◆ **Exercise directions**
Copy out every one of the rows below word for word, but leave the pictures out.

+++ Information given

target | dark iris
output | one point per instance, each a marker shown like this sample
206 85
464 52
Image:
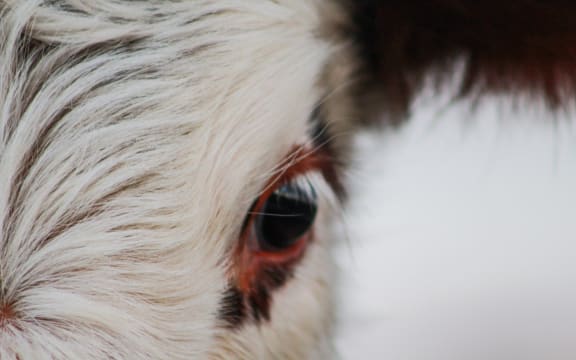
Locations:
286 216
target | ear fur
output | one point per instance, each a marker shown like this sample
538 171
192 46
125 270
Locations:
508 46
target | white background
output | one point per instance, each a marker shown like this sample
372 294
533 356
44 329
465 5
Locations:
462 237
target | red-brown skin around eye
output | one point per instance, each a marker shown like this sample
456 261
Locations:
258 272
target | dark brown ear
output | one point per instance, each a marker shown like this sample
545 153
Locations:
509 46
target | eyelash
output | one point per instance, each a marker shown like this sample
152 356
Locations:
259 269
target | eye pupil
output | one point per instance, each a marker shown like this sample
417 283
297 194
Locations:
286 216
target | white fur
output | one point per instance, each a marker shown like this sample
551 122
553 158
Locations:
167 119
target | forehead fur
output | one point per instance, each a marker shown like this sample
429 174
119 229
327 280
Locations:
133 136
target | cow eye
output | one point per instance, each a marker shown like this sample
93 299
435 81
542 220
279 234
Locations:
286 215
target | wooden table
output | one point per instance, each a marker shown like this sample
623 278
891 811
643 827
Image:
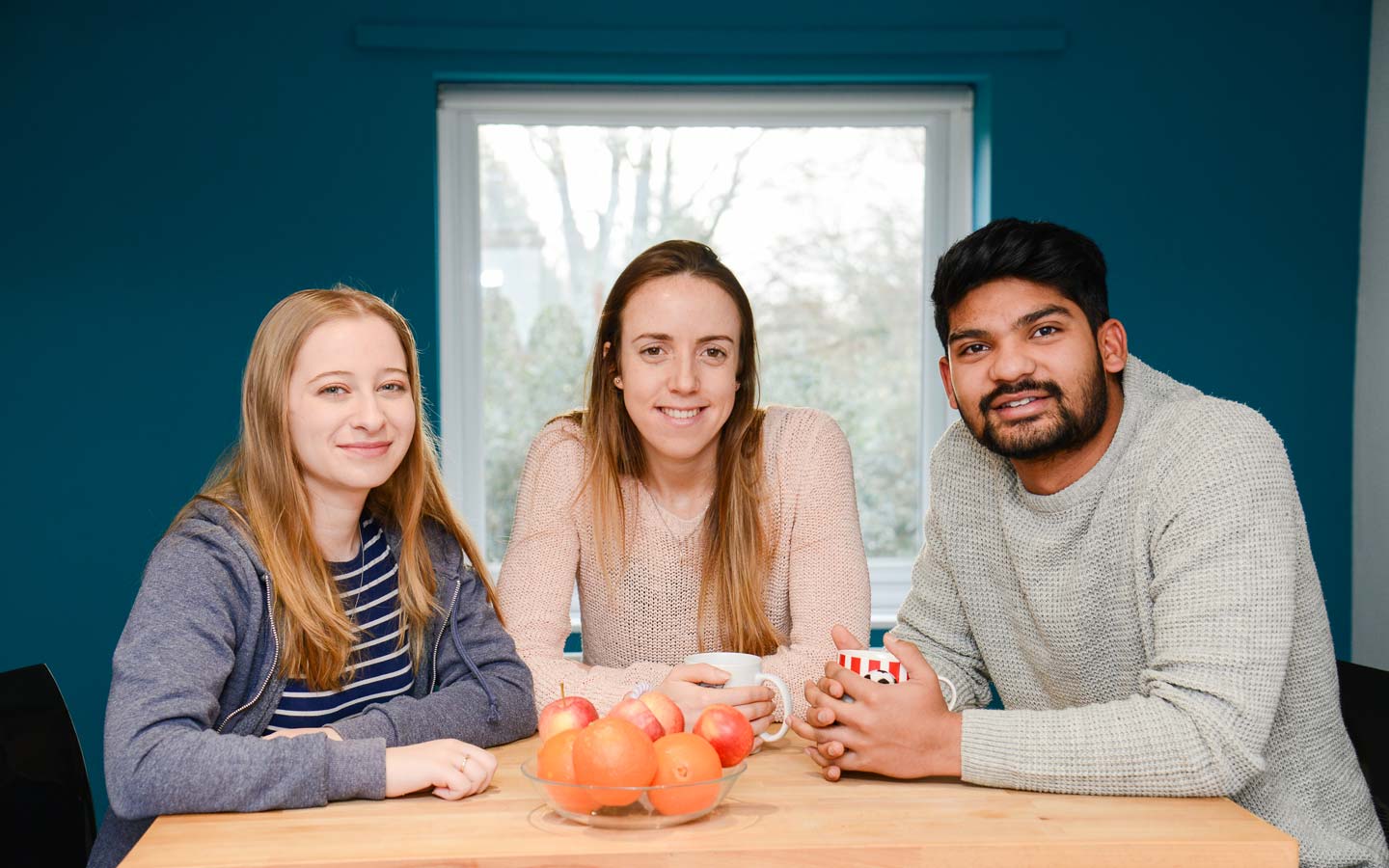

++++++

◆ **Output**
target | dark iris
output | one point per instance, each a marker shown like this sample
206 85
464 52
Image:
Locations:
286 216
target | ear fur
output | one point per instance, each a marker shown like this sample
538 171
192 46
125 270
Locations:
508 46
target | white background
output | one point per instance, each a marker shown like this sample
372 294
533 356
44 329
465 5
Locations:
462 237
target | red-brown skin around eye
output | one point per instance, each a marker shown like this sample
456 261
Locations:
258 272
target | dark brown ear
output | one point per instance, each a marker shown like this sample
545 153
Locations:
509 46
target | eyelash
output | one point per instance, each a marker shown like this sample
152 356
Locations:
259 269
target | eye pupil
output | one point per instance, each a marker shown like this sample
417 283
297 194
Locations:
286 216
target | white fur
output | one point per instance, each a marker shown like this sample
551 122
553 158
Locations:
167 119
target | forehead fur
output | one point per instance, each a marker shown like this sample
429 174
119 229
327 280
Locations:
133 136
target | cow eye
output | one point per instance, each a marker shown like this sample
93 299
435 81
542 220
279 234
Locations:
286 215
target | wooden table
output | one point per instance, each a marker shown like this sample
623 278
891 811
643 827
Image:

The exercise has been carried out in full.